> **TASK DETAILS**
Print every line of the records below exactly as it reads.
START WORKING DATA
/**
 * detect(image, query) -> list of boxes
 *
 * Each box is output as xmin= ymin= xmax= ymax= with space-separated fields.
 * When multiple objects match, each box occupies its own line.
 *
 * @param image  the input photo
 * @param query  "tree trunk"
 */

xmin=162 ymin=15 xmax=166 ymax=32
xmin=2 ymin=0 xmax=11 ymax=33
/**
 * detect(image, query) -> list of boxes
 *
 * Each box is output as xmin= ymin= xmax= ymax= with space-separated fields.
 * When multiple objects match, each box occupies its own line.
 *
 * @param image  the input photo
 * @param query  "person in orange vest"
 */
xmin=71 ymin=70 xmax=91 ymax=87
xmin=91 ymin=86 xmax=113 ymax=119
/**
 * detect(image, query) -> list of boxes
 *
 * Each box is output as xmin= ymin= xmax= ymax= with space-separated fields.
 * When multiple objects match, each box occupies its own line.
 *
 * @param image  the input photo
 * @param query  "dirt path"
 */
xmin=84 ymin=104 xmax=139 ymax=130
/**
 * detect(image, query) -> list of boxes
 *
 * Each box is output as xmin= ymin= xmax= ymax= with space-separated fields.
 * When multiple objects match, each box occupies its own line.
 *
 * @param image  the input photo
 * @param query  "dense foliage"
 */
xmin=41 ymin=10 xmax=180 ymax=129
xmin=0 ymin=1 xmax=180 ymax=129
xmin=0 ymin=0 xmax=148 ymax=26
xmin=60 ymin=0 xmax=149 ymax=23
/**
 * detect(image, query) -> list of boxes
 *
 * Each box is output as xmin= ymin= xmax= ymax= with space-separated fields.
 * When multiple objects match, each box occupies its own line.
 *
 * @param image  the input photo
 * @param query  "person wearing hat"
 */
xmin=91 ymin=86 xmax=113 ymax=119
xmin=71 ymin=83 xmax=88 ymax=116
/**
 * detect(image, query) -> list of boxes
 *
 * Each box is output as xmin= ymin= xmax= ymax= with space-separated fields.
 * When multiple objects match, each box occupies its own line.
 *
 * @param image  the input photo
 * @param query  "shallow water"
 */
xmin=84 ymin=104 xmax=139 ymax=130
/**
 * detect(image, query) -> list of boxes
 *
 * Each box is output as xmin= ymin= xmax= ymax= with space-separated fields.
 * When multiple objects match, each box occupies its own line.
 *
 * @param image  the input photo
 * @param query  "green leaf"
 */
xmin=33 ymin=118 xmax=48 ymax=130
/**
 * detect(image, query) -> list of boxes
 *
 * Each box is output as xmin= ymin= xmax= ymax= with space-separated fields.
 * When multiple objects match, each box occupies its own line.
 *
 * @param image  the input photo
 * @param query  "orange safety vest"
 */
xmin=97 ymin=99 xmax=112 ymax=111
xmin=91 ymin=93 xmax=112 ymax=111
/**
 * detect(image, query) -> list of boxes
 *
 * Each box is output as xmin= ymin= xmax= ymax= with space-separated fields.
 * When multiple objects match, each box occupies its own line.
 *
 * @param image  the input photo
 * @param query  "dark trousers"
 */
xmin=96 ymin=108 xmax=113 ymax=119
END WORKING DATA
> **COMPLETED TASK**
/**
 * detect(image, query) -> list of boxes
 *
 * Each box is output as xmin= ymin= xmax= ymax= with space-separated fields.
 * When multiple objects match, each box occupies its own line.
 *
 * @param image  the input photo
 * @param query  "tree trunk"
 */

xmin=162 ymin=15 xmax=166 ymax=32
xmin=2 ymin=0 xmax=11 ymax=33
/**
 * detect(image, query) -> list of boxes
 *
 * Each box is output as xmin= ymin= xmax= ymax= with space-separated fields.
 * When multiple objects match, each box occupies its own line.
 *
 * @param image  the input photo
 * @param query  "person in orange vest"
 */
xmin=71 ymin=70 xmax=91 ymax=87
xmin=91 ymin=86 xmax=113 ymax=119
/**
 * detect(image, query) -> list of boxes
 *
 * Each box is output as xmin= ymin= xmax= ymax= with space-separated fields.
 * When multiple objects match, each box occupies its own line.
 *
 * @param image  the input photo
 * @param query  "dirt path"
 */
xmin=84 ymin=104 xmax=139 ymax=130
/**
 * detect(image, query) -> list of boxes
 *
 * Each box is output as xmin= ymin= xmax= ymax= with space-separated fields.
 * When multiple objects match, each box occupies its own line.
 *
 * @param image  the input photo
 * @param query  "dense foliage"
 */
xmin=41 ymin=10 xmax=180 ymax=129
xmin=0 ymin=1 xmax=180 ymax=129
xmin=0 ymin=0 xmax=148 ymax=26
xmin=60 ymin=0 xmax=149 ymax=23
/**
 * detect(image, query) -> list of boxes
 *
 * Each box is output as xmin= ymin= xmax= ymax= with space-separated fields.
 * When multiple objects match, each box occupies its own line.
 *
 * @param image  the input photo
 * @param query  "person wearing hat"
 */
xmin=91 ymin=86 xmax=113 ymax=119
xmin=71 ymin=83 xmax=88 ymax=116
/**
 * detect(image, query) -> list of boxes
 *
 * Each box is output as xmin= ymin= xmax= ymax= with space-separated fields.
 * When multiple objects match, each box occupies its own line.
 *
 * @param image  the input photo
 * @param query  "shallow water"
 */
xmin=84 ymin=104 xmax=139 ymax=130
/**
 * detect(image, query) -> list of boxes
 *
 * Each box is output as xmin= ymin= xmax= ymax= with space-separated fields.
 * When multiple objects match, each box occupies its own line.
 *
 * @param image  the input photo
 * @param query  "green leaf"
 */
xmin=33 ymin=118 xmax=48 ymax=130
/**
 * detect(image, query) -> list of boxes
 *
 * Each box is output as xmin= ymin= xmax= ymax= with space-separated fields.
 * When multiple objects match, each box occupies its own line.
 *
 * @param image  the input photo
 * @param query  "orange safety vest"
 */
xmin=97 ymin=99 xmax=112 ymax=111
xmin=91 ymin=93 xmax=112 ymax=111
/**
 * detect(image, query) -> list of boxes
 *
 * Each box is output as xmin= ymin= xmax= ymax= with space-separated fields.
 * When multiple objects match, each box occupies its own line.
 *
 * @param image  the input photo
 * @param query  "dark trousers"
 */
xmin=96 ymin=108 xmax=113 ymax=119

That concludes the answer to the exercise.